▶ _The exercise_: Which lines run from the one containing "[point] every instance of the man in light" to the end of the entries? Quote them exactly, and nothing else.

··· Provided material ···

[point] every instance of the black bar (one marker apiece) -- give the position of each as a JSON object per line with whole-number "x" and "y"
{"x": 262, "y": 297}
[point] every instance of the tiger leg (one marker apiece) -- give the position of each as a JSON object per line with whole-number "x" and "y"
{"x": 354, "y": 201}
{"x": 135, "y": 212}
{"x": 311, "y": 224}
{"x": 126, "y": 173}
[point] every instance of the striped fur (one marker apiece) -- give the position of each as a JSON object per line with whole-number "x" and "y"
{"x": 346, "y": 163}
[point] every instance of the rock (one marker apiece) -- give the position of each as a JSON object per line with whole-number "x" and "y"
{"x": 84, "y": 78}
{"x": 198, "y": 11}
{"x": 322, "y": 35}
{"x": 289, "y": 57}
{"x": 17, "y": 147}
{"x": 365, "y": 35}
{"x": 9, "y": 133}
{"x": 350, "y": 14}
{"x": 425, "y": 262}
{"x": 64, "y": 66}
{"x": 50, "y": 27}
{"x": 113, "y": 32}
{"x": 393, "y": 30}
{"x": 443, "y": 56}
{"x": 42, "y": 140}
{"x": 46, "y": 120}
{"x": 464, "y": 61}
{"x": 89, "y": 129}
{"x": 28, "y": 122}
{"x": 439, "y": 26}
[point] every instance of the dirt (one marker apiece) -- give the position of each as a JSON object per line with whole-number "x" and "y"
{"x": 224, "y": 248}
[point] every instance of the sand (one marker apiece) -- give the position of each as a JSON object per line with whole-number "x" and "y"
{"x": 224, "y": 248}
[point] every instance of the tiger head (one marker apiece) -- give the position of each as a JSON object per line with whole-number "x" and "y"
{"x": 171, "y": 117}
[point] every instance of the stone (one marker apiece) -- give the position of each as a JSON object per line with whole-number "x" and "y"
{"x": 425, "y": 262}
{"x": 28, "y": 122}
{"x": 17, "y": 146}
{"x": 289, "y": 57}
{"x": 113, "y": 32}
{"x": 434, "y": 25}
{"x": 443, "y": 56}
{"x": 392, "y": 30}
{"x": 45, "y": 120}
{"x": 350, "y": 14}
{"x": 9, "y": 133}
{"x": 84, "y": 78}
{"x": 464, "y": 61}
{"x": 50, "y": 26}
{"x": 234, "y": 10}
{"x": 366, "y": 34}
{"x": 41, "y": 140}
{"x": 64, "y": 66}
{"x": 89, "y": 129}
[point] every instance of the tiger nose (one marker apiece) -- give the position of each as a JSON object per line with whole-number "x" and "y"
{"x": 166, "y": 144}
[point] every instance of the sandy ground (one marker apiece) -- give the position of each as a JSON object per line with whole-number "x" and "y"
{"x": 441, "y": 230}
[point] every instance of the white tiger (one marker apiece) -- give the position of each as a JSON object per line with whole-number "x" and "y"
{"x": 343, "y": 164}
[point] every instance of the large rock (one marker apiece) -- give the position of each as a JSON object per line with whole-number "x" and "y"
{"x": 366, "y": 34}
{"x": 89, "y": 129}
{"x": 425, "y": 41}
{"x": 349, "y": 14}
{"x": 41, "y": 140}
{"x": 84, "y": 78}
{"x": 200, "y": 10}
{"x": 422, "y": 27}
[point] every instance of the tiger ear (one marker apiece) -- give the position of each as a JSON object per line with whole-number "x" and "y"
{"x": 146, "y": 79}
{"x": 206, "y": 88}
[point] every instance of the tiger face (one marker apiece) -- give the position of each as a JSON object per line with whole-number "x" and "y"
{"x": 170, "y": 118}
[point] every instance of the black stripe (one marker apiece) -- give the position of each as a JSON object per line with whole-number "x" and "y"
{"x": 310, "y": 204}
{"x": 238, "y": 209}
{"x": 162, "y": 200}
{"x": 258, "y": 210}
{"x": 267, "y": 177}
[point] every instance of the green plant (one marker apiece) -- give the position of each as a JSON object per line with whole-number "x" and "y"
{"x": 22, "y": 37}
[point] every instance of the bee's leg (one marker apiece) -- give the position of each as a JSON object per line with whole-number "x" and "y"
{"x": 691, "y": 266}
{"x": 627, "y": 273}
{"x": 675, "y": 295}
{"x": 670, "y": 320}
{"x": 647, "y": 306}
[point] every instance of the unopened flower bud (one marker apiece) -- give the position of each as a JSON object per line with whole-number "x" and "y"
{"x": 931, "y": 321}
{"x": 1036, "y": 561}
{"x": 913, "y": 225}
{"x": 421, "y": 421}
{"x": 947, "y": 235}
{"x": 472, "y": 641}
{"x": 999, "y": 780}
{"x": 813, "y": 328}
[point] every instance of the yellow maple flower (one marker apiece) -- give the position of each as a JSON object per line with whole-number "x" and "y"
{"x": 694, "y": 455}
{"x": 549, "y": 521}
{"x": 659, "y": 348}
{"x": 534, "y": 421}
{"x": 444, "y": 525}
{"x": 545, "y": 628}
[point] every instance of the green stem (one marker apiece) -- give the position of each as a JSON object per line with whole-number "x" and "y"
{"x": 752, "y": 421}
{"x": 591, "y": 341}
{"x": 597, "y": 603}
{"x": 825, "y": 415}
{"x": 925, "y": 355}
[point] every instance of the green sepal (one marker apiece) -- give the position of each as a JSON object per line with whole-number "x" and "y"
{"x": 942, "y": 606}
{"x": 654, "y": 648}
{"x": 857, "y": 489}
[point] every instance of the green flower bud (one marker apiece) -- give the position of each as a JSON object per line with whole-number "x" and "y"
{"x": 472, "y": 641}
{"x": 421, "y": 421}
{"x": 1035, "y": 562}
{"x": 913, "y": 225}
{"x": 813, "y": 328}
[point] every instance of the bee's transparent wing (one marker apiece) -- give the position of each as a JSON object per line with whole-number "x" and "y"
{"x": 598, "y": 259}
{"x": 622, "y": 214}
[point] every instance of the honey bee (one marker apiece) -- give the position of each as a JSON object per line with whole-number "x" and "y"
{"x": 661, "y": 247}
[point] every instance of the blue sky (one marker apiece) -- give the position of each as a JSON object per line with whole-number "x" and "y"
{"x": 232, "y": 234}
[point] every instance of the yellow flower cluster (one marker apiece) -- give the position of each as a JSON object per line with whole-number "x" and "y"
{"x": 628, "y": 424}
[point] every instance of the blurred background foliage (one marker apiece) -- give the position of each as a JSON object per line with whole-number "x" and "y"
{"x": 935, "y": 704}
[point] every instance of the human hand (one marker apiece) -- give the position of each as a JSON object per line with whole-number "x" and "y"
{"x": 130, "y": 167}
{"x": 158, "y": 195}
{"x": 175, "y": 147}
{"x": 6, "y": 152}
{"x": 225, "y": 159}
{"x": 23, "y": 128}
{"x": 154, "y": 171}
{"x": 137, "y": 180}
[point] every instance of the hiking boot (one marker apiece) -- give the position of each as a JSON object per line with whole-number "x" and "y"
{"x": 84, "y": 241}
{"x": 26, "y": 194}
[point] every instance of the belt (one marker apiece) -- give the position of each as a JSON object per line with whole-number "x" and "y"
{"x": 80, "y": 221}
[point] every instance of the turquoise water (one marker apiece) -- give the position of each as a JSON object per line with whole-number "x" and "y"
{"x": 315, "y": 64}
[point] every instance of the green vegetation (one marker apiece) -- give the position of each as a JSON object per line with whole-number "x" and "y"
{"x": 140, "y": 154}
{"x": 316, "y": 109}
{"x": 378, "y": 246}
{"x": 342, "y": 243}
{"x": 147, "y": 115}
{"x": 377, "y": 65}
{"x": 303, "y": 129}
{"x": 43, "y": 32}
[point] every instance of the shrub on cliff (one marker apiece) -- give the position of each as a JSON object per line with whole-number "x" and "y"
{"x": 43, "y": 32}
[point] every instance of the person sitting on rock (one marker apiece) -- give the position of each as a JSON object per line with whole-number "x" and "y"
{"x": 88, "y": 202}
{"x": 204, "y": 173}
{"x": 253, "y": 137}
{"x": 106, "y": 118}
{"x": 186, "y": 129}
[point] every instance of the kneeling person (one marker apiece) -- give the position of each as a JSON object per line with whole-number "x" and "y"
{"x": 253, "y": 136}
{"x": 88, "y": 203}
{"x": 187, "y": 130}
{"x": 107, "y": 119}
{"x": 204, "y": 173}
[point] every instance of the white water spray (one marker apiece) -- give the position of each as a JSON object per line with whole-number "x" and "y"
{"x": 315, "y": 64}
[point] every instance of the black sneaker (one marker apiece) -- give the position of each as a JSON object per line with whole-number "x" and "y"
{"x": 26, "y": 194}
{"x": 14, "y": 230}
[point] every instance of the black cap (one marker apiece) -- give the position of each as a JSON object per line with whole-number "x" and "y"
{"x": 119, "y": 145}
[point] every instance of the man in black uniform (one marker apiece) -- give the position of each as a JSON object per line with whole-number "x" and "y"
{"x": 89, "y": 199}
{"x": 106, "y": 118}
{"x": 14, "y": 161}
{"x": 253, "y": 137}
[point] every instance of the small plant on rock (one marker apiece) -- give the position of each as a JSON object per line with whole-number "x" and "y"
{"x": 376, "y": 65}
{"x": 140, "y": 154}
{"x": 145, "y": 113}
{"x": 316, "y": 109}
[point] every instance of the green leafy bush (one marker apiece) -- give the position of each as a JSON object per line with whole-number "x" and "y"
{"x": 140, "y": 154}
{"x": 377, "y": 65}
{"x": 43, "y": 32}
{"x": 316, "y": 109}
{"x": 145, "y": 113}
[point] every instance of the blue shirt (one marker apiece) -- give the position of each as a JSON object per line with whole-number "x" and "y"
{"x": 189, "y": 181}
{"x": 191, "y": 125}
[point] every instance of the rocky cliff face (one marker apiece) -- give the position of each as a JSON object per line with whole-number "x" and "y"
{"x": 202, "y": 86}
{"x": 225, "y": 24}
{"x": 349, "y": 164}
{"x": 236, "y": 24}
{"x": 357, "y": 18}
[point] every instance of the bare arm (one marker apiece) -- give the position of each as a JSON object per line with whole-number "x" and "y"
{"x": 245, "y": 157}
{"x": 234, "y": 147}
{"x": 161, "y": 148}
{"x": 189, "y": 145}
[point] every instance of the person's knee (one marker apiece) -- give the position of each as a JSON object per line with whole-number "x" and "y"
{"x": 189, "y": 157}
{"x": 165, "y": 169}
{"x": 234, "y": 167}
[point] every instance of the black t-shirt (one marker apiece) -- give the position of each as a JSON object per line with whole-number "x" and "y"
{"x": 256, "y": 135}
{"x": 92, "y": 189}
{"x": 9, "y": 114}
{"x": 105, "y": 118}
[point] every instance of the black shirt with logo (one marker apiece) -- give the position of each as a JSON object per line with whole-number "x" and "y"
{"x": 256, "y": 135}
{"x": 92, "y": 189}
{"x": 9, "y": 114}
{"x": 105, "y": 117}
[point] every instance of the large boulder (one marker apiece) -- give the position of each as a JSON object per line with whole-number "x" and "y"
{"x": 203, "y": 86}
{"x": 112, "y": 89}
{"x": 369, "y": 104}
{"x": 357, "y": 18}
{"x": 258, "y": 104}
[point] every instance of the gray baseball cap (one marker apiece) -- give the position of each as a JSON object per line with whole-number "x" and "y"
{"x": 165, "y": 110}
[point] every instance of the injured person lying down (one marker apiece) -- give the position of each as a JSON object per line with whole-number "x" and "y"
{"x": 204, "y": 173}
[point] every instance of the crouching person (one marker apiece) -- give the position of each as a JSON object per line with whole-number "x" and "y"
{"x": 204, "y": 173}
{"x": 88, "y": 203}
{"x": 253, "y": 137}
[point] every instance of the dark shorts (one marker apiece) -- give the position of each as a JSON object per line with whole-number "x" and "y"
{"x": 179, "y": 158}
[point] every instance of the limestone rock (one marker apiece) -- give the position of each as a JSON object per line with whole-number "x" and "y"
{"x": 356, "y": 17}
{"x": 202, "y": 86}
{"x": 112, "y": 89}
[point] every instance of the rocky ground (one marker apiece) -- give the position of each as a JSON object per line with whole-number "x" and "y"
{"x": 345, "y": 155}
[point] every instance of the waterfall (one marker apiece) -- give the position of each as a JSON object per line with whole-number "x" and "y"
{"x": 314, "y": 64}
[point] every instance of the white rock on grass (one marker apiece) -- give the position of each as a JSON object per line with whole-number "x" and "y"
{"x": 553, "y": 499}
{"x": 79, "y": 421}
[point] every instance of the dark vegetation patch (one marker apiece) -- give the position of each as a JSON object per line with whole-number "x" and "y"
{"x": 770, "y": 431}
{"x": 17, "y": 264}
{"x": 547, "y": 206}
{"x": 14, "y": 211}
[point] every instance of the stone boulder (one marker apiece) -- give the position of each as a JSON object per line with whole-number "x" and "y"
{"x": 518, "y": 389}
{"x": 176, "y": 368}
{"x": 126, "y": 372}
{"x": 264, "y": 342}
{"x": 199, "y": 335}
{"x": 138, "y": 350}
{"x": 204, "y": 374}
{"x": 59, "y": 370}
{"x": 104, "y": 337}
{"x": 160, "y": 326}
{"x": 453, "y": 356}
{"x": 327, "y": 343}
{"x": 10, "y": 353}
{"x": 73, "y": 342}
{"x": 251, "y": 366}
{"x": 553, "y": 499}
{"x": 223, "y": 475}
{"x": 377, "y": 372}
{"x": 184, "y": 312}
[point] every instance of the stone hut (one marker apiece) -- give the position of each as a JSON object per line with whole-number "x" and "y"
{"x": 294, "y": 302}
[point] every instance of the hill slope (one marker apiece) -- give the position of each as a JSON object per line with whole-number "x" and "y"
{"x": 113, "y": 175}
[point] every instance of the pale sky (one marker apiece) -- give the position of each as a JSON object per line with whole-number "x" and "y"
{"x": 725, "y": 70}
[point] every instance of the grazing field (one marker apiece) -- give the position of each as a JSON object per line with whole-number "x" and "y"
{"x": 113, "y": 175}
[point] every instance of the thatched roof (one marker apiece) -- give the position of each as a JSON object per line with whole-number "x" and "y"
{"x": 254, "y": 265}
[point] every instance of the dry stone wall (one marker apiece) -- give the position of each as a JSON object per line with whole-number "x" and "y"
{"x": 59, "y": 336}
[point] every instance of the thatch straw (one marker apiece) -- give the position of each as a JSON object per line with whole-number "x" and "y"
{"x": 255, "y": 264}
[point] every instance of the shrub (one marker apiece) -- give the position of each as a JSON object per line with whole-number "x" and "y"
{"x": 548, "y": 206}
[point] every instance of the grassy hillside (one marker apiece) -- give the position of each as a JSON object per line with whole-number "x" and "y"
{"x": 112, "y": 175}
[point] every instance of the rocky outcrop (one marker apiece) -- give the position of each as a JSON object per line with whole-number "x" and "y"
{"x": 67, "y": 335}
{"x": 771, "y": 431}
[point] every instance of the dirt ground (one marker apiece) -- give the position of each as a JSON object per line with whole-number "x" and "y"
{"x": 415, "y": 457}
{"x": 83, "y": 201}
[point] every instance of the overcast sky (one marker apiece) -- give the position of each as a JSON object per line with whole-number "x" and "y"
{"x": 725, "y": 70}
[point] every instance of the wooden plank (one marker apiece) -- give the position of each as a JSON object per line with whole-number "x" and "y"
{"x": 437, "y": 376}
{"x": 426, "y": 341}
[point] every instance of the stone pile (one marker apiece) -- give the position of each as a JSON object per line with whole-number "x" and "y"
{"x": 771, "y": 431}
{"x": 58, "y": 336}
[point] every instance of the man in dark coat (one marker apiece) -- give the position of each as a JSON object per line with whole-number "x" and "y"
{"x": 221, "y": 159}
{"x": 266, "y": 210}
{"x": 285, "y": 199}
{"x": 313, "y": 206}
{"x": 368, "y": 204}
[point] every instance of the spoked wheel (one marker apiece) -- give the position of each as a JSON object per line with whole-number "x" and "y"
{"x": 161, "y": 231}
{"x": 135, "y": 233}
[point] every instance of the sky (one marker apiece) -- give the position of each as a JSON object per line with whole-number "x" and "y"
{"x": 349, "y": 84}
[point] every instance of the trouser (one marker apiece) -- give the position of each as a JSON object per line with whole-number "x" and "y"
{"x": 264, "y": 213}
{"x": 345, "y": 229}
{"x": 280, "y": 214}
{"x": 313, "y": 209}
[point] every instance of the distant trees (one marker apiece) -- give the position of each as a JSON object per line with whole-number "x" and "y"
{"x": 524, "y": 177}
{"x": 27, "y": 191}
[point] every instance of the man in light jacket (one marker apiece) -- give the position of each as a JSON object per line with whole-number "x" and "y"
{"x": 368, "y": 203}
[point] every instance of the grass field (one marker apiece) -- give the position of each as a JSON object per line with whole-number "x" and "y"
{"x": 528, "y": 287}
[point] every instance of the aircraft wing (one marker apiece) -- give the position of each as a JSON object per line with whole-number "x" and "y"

···

▶ _The completed task_:
[point] every instance of the man in light jacket (one marker apiece) -- give the position of each as a JSON object per line with whole-number "x" and "y"
{"x": 368, "y": 203}
[point] every instance of the grass field (one marker apiece) -- give the position of each as a JSON object per line with whole-number "x" and "y"
{"x": 528, "y": 287}
[point] every instance of the aircraft wing (one marker apiece) -- give the position of each as a JSON object per line with whole-number "x" and "y"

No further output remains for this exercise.